#### [Short problem]
From the rows below, extract every line that contains the word "stainless". Case counts.

#### [Exercise input]
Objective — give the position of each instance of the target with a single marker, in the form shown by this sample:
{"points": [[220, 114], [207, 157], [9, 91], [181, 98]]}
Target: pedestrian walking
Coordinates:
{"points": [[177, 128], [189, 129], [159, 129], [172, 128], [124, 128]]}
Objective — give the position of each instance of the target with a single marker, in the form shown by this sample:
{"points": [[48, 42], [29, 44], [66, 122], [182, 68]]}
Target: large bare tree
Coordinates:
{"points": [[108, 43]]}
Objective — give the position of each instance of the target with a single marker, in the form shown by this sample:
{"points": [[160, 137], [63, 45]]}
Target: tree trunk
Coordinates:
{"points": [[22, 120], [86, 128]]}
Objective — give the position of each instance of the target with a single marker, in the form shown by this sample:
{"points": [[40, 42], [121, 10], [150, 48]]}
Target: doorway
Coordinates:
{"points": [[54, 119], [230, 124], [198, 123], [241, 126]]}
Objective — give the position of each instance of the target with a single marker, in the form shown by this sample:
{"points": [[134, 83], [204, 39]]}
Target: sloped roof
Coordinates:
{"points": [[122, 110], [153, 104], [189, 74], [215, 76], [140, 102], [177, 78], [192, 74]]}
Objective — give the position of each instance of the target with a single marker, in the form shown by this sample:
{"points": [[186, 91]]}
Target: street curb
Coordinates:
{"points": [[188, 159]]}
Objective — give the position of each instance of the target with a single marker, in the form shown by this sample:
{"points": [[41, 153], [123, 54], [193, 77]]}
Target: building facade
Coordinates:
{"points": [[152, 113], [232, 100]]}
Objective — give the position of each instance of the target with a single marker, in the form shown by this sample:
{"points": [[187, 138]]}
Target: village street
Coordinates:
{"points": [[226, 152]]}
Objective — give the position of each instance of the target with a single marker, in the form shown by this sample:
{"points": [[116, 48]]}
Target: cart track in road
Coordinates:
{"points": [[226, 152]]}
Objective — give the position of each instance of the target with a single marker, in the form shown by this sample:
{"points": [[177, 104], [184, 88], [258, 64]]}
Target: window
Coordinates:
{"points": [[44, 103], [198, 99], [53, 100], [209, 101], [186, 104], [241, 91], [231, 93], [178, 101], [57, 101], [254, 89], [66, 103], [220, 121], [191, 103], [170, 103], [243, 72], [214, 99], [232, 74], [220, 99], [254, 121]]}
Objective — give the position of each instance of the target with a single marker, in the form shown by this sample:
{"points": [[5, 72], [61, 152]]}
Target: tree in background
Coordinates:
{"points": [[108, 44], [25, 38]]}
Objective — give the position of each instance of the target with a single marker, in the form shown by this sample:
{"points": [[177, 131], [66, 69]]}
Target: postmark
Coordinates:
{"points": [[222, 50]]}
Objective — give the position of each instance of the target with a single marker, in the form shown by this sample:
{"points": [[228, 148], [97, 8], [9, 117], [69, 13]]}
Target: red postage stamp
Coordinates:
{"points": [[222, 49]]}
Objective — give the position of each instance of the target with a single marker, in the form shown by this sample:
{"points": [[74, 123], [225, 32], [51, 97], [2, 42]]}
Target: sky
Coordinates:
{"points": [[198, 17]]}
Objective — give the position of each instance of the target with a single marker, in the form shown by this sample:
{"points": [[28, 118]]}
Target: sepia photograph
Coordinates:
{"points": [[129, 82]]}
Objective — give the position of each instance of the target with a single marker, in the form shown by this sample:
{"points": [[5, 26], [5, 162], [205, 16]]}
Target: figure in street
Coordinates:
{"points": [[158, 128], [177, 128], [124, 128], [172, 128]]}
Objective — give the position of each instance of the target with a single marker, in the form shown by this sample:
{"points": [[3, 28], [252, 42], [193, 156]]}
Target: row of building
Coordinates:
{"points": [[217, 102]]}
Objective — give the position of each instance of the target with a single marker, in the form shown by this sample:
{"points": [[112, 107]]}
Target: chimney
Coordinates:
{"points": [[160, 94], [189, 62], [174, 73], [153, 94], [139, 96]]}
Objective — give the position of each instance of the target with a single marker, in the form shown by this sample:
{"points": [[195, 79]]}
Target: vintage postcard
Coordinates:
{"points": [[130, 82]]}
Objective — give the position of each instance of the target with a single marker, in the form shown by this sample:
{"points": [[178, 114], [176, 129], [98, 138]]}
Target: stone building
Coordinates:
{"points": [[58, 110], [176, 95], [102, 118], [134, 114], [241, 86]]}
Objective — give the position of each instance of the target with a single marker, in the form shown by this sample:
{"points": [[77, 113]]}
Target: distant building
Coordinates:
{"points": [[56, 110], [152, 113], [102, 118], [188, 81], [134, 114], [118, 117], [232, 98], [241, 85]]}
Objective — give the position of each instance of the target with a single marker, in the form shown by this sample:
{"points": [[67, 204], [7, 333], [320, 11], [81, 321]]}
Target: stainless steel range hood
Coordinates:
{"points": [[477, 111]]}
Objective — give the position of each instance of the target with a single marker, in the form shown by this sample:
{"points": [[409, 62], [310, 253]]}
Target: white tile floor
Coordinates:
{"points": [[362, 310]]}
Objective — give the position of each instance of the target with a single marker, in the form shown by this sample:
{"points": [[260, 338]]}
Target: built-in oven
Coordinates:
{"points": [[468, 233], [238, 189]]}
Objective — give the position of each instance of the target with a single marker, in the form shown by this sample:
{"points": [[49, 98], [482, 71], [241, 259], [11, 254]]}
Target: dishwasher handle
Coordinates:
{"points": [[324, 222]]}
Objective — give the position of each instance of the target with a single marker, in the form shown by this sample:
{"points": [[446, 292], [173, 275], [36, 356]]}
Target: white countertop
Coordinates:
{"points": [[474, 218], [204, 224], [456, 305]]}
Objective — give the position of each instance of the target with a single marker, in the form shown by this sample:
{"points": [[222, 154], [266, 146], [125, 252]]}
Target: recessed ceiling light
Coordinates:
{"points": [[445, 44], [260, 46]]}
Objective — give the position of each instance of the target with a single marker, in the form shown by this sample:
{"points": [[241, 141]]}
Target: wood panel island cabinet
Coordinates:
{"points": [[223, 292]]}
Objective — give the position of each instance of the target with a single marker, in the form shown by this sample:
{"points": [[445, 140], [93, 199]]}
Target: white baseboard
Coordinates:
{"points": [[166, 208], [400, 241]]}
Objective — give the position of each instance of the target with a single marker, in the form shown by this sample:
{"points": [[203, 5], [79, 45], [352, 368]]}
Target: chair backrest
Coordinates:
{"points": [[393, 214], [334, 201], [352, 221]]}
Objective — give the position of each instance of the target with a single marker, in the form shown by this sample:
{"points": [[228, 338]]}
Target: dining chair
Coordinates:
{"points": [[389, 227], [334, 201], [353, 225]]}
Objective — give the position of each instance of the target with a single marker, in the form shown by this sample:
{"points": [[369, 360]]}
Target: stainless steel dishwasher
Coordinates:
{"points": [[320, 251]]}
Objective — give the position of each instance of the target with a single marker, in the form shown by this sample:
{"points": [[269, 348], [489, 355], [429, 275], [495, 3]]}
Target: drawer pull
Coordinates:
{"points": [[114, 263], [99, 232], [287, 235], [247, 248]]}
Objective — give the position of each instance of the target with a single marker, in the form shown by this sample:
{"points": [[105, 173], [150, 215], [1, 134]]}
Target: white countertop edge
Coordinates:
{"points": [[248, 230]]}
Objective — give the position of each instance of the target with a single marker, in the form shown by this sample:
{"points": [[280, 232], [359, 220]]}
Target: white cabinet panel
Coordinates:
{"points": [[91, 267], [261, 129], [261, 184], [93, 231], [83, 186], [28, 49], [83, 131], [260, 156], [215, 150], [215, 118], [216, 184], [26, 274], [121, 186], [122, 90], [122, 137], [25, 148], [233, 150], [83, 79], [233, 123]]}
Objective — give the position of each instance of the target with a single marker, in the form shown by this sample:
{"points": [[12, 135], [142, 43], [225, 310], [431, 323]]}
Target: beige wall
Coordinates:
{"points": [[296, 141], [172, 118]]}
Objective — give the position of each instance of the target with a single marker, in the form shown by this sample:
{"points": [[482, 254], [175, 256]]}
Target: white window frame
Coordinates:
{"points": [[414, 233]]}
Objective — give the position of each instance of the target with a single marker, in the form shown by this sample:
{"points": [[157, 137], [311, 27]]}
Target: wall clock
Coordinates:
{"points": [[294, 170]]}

#### [Answer]
Target: stainless steel range hood
Target: stainless steel dishwasher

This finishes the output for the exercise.